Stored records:
>> Start
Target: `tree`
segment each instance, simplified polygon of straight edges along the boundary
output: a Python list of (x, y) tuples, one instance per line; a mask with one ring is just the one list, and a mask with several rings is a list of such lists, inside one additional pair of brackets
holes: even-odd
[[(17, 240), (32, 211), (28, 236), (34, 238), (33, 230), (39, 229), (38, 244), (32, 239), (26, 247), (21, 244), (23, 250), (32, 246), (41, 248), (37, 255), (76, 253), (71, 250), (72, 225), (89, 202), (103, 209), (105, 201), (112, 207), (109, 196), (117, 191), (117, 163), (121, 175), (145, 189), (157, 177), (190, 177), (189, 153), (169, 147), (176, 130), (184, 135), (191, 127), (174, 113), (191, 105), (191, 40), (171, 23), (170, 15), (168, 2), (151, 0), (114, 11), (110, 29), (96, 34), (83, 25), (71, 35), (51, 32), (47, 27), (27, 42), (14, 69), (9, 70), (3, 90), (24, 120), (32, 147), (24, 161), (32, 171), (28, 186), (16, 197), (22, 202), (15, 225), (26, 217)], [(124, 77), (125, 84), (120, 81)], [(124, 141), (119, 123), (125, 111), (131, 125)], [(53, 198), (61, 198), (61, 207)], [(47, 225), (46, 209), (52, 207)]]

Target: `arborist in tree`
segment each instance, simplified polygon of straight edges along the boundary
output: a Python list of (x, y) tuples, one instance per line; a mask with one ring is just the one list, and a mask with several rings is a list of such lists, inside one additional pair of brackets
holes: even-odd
>> End
Rewrite every line of the stored records above as a numbered list, leaving out the blank lines.

Result below:
1. Target: `tree`
2. segment each instance, simplified polygon of straight edges along the boundary
3. output: a Python list of (x, y) tuples, one instance per line; a mask with one ring is just the one list, and a mask with several rings is a list of such lists, inside one additional pair of brackets
4. holes: even-odd
5. [[(17, 240), (32, 211), (28, 236), (34, 238), (33, 230), (39, 229), (38, 244), (32, 239), (26, 247), (21, 244), (23, 250), (32, 246), (41, 248), (37, 255), (76, 253), (71, 250), (72, 225), (89, 202), (103, 209), (105, 201), (112, 207), (109, 196), (117, 191), (117, 163), (121, 175), (145, 189), (157, 177), (190, 177), (189, 153), (169, 147), (176, 130), (184, 135), (191, 127), (174, 113), (191, 105), (191, 40), (171, 23), (170, 15), (168, 2), (151, 0), (114, 11), (110, 29), (96, 34), (83, 25), (71, 35), (51, 32), (47, 27), (27, 42), (14, 69), (9, 70), (3, 90), (24, 120), (32, 147), (24, 161), (32, 171), (28, 186), (16, 197), (22, 202), (15, 225), (26, 217)], [(124, 77), (125, 84), (120, 81)], [(124, 141), (119, 123), (125, 111), (131, 125)], [(53, 198), (61, 198), (61, 207)], [(47, 225), (46, 209), (52, 207)]]
6. Target: `arborist in tree`
7. segment each instance, simplified polygon of straight edges along the boundary
8. output: a Python list of (x, y) tuples, one instance per line; a mask with one ring is just the one list, and a mask with several rings is a list of such lists, inside one additional pair of brackets
9. holes: even-odd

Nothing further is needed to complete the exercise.